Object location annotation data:
↓↓↓
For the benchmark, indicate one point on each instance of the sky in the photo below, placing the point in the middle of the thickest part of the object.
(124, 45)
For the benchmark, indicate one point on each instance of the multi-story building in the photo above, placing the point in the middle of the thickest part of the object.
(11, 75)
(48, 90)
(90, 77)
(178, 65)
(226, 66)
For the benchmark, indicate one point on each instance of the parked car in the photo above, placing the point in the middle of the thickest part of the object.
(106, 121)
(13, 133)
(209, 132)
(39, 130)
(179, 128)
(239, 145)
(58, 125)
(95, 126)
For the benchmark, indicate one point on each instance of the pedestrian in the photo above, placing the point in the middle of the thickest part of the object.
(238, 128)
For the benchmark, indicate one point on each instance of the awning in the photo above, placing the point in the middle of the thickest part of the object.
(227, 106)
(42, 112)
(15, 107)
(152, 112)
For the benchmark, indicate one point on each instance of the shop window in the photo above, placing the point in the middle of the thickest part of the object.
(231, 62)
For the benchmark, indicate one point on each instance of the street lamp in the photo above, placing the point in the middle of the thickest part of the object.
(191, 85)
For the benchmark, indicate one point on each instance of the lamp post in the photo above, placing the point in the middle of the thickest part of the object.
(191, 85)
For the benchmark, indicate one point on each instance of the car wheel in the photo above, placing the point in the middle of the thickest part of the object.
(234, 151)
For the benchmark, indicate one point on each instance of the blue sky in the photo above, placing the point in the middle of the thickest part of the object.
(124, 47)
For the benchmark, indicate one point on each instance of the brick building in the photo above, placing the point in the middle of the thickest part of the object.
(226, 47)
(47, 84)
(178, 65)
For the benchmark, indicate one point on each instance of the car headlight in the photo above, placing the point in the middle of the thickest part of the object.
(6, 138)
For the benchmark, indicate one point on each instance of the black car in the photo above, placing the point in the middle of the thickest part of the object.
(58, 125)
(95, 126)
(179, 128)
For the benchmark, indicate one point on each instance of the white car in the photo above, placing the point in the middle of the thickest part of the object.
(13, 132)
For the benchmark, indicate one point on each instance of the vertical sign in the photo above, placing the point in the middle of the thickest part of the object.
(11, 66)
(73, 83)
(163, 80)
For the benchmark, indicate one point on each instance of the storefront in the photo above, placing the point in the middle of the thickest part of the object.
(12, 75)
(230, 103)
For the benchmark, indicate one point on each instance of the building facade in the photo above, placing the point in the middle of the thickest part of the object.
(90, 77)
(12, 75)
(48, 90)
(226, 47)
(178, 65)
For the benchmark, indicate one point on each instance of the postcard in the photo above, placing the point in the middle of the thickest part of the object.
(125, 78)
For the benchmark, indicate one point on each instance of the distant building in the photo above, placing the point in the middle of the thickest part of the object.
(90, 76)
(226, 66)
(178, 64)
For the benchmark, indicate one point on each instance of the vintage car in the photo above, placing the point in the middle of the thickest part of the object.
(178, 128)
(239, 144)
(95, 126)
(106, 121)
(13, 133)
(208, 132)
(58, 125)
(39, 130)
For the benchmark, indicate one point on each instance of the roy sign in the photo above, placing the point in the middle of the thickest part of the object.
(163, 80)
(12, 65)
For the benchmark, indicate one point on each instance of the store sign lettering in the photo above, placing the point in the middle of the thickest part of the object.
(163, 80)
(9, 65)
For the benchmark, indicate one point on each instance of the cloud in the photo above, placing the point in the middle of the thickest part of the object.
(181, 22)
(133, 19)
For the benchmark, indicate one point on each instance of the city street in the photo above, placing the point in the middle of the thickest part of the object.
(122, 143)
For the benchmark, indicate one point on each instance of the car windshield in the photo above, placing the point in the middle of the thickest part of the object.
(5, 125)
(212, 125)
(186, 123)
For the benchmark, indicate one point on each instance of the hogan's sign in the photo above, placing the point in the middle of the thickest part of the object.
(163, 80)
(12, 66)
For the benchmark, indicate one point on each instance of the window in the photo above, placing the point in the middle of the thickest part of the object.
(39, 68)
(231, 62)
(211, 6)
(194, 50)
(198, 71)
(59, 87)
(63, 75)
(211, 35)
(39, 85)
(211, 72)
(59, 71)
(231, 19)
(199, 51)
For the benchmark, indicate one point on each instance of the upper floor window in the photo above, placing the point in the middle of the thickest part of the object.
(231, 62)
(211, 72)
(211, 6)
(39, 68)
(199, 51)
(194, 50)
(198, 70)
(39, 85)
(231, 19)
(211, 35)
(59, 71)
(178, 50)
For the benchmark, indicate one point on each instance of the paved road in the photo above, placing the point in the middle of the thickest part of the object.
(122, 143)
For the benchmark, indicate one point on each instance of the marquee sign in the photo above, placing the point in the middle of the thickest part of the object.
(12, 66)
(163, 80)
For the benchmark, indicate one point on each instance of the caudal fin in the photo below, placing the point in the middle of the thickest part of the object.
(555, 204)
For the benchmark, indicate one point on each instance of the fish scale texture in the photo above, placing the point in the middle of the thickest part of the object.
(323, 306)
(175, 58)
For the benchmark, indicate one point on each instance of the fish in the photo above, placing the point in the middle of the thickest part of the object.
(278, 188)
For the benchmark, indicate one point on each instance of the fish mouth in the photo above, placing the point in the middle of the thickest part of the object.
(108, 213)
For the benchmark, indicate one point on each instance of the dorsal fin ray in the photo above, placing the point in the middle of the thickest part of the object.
↑↑↑
EXERCISE DETAILS:
Reproduce the material above in full, substituting "widest part" for every occurrence of "thickest part" and leaving everything else unchanged.

REPLY:
For the benchmark, indicate one point on each instance of the sky in the photo below, placing the point in the middle of the widest part of the object.
(124, 45)
For the benchmark, indicate one point on each instance of the multi-story building in the photo above, placing the point in the middle of the widest part of the object.
(11, 75)
(48, 90)
(90, 77)
(178, 65)
(226, 66)
For the benchmark, indicate one point on each instance of the parked car in the photo above, placing the point in the middle of the widest part of the object.
(106, 121)
(13, 133)
(209, 132)
(39, 130)
(179, 128)
(239, 145)
(58, 125)
(95, 126)
For the benchmark, indicate one point on each instance of the pedestrian in the photo above, placing the point in the middle of the widest part of the object.
(238, 128)
For the benchmark, indicate one point on each instance of the awning in the photo above, placing the point in the middle of the widest part of the object.
(227, 106)
(42, 112)
(15, 107)
(152, 112)
For the benchmark, indicate one point on each instance of the shop window in the photo above, placing the point in the middle of the widest part of the object.
(231, 62)
For the benchmark, indicate one point on each instance of the street lamp in the photo above, placing the point in the middle of the widest part of the object.
(191, 85)
For the benchmark, indicate one point on each instance of the lamp post in the photo above, placing the point in the middle of the widest part of the object.
(191, 85)
For the benchmark, indicate one point on each instance of the car wheel in the photo above, placing the point in the middle of the widest part of the object.
(234, 151)
For the benchmark, indicate one point on each instance of the blue sky in the photo above, placing the point in the middle of the widest part of the object.
(124, 47)
For the benchmark, indicate one point on each instance of the brick building in the photo above, placing the point in the middle of the widest part of the object.
(226, 47)
(47, 84)
(178, 65)
For the benchmark, indicate one point on each instance of the car headlight in the photo above, placing the point in the middle of the widest part of the object.
(6, 138)
For the benchmark, indicate one point on each instance of the black car in the photo above, placing the point in the middle of the widest part of the object.
(58, 125)
(95, 126)
(179, 128)
For the benchmark, indicate one point on each instance of the white car in the photo above, placing the point in the middle of the widest part of the object.
(13, 132)
For the benchmark, indicate one point on each instance of the vertical sign in the photo above, placing the point in the middle of the widest part of the object.
(11, 66)
(73, 83)
(163, 80)
For the benchmark, indicate one point on each instance of the storefront in the photo above, placing the point in the middle of the widest part of the object.
(12, 75)
(230, 103)
For the benchmark, indicate one point on each instance of the building facade in the photo above, placing the point in the middle of the widest part of the object.
(90, 77)
(12, 75)
(48, 90)
(226, 47)
(178, 65)
For the benchmark, indicate one point on each instance of the postcard in the photo above, placing the point in the middle of the widest part of the object.
(125, 78)
For the benchmark, indicate one point on each instance of the distant building in the photo above, placing the point in the middle of the widest part of the object.
(90, 76)
(226, 66)
(178, 64)
For the benchmark, indicate one point on each instance of the vintage car in the photo above, placing the point in the middle of the widest part of the object.
(178, 128)
(239, 144)
(95, 126)
(106, 121)
(13, 133)
(208, 132)
(58, 125)
(39, 130)
For the benchmark, indicate one point on each instance of the roy sign in the photo above, placing the point in the middle of the widest part of the object.
(163, 80)
(12, 65)
For the benchmark, indicate one point on each instance of the store sign lettering in the photo above, placing the point in the middle of the widest part of the object.
(163, 80)
(9, 65)
For the benchmark, indicate one point on each instance of the cloud in the photo above, placing the point in the middle of the widest part of the object.
(181, 22)
(133, 19)
For the benchmark, indicate one point on each instance of the city street in the photo above, placing the point in the middle of the widest part of the object.
(122, 143)
For the benchmark, indicate one point on each instance of the car windshield in the photo above, placing the point in the middle of the widest part of the object.
(5, 125)
(212, 125)
(186, 123)
For the benchmark, indicate one point on each instance of the hogan's sign in the photo above, placing the point in the middle of the widest part of the object.
(163, 80)
(12, 66)
For the benchmark, indicate one point on each instance of the window in the photo above, placing the point in the middle of the widest part of the object.
(39, 68)
(231, 62)
(211, 6)
(194, 50)
(198, 71)
(59, 87)
(63, 75)
(211, 35)
(39, 85)
(211, 72)
(59, 71)
(231, 19)
(199, 51)
For the benchmark, indicate one point on each instance of the upper floor window in the photo above, placing the point in the middle of the widest part of the object.
(231, 62)
(211, 72)
(211, 6)
(39, 68)
(199, 51)
(194, 50)
(198, 70)
(39, 85)
(231, 19)
(211, 35)
(59, 71)
(178, 50)
For the benchmark, indicate one point on each instance of the paved road in the photo above, placing the point in the middle of the widest part of the object.
(122, 143)
For the benchmark, indicate one point on each instance of the marquee sign in the photo above, placing the point in the middle of the widest part of the object.
(12, 66)
(163, 80)
For the benchmark, indicate one point on each instance of the caudal fin in the photo below, placing the point in the middle of the widest part of the object.
(555, 204)
For the benchmark, indicate one point on each instance of the fish scale texture in the photo above, placing the point in the middle of the widest part of the object.
(323, 306)
(175, 58)
For the benchmark, indicate one point on each instance of the fish in the photo above, placing the point in the middle of the widest part of the object.
(278, 188)
For the benchmark, indicate one point on each instance of the fish mouth in the photo above, placing the point in the middle of the widest part of the object.
(108, 213)
For the benchmark, indicate one point on each instance of the dorsal fin ray in the photo above, placing the point in the middle of the widest part of the object.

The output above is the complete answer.